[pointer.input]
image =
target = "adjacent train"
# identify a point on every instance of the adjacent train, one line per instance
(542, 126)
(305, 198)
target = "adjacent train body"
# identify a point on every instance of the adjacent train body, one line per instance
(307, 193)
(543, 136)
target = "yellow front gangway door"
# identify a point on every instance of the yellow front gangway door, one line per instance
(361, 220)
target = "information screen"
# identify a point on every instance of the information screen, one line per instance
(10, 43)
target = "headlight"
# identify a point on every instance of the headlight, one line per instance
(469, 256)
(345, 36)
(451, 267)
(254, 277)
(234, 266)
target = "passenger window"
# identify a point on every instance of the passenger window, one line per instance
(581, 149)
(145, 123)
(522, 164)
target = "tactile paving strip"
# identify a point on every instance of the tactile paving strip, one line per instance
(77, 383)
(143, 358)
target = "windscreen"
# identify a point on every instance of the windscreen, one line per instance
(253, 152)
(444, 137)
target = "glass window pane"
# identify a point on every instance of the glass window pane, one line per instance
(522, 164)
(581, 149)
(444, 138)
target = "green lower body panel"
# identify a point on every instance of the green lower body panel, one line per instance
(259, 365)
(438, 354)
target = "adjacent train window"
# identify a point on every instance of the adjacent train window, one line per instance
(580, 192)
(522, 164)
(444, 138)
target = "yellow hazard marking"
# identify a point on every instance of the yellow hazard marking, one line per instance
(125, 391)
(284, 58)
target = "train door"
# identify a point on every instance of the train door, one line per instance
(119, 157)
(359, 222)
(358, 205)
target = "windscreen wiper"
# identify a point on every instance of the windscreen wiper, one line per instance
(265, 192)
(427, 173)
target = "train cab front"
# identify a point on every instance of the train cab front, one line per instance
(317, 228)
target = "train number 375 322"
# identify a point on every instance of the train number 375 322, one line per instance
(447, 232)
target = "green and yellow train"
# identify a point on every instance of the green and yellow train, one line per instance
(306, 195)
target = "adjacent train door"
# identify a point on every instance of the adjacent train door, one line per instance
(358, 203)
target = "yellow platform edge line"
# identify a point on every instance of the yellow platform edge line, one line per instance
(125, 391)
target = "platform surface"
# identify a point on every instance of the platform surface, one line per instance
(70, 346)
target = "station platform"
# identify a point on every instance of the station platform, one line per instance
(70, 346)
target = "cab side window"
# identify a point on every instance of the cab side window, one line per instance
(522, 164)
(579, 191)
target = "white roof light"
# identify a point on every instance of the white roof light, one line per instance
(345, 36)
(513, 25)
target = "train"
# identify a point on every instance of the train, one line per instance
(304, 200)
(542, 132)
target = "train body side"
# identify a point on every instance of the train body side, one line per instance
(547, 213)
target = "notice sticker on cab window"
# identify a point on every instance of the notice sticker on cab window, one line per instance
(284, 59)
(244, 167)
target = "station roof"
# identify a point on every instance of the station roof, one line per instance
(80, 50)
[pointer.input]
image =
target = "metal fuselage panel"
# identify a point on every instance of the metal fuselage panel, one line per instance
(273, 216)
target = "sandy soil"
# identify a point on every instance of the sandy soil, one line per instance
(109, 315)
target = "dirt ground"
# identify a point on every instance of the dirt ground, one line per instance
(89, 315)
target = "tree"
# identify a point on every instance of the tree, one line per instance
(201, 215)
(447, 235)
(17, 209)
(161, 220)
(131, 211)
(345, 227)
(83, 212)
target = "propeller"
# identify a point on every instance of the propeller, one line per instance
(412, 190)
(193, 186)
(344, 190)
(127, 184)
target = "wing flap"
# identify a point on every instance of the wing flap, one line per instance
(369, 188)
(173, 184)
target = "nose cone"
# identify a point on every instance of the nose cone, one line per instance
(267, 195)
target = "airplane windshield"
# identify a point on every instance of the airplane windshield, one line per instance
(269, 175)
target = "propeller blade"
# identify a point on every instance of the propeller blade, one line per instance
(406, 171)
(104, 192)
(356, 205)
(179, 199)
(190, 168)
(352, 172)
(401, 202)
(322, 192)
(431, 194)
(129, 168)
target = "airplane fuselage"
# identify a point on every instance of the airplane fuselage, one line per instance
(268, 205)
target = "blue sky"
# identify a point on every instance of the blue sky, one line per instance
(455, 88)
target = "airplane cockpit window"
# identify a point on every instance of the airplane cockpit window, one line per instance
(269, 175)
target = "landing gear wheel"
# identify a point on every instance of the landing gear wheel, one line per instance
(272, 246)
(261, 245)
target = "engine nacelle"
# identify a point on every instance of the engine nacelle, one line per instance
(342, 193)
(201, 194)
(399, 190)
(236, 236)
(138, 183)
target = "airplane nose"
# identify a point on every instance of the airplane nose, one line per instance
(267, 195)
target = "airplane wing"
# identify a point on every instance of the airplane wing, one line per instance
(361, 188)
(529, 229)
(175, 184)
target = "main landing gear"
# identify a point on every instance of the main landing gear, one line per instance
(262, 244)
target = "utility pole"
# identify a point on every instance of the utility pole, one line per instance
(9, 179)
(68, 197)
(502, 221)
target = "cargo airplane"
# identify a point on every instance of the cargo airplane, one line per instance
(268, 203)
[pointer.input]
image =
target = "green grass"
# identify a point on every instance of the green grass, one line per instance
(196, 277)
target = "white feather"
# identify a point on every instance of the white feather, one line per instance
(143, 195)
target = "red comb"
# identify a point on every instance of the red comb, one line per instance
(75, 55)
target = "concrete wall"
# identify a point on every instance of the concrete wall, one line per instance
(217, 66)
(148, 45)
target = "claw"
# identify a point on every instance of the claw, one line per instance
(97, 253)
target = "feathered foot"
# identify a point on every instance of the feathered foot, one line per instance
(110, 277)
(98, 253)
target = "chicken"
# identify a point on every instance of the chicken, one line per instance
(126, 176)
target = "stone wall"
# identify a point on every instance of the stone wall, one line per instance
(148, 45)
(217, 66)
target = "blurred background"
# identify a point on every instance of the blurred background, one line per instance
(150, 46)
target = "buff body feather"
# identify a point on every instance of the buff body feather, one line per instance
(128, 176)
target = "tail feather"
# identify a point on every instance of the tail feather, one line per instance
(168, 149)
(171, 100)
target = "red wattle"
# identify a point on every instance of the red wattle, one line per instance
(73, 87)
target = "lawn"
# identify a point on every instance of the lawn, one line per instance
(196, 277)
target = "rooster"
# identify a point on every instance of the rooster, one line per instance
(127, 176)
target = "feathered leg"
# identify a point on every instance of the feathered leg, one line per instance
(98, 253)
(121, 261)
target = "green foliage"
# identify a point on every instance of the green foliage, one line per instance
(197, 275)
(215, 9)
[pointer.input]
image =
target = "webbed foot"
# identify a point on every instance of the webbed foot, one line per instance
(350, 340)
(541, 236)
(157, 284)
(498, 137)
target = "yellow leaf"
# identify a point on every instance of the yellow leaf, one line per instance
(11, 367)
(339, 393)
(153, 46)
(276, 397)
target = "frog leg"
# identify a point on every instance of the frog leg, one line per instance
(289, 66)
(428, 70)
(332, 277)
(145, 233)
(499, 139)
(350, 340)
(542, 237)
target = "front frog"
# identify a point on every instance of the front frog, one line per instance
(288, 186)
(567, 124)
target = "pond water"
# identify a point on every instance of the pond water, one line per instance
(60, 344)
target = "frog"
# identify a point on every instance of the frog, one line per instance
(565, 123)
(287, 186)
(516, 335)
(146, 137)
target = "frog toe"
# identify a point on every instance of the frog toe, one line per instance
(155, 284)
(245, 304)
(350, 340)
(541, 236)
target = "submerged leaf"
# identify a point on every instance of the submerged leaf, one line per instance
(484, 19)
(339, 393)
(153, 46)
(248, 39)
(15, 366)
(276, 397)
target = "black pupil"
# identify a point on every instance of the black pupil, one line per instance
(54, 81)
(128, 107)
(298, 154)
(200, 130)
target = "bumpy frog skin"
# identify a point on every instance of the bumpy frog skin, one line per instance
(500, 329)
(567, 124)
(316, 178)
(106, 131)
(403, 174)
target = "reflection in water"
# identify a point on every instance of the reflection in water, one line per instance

------------

### 题目要求
条目中有几行含有字符串“headlight”？只回答数字。

### 本题结果
2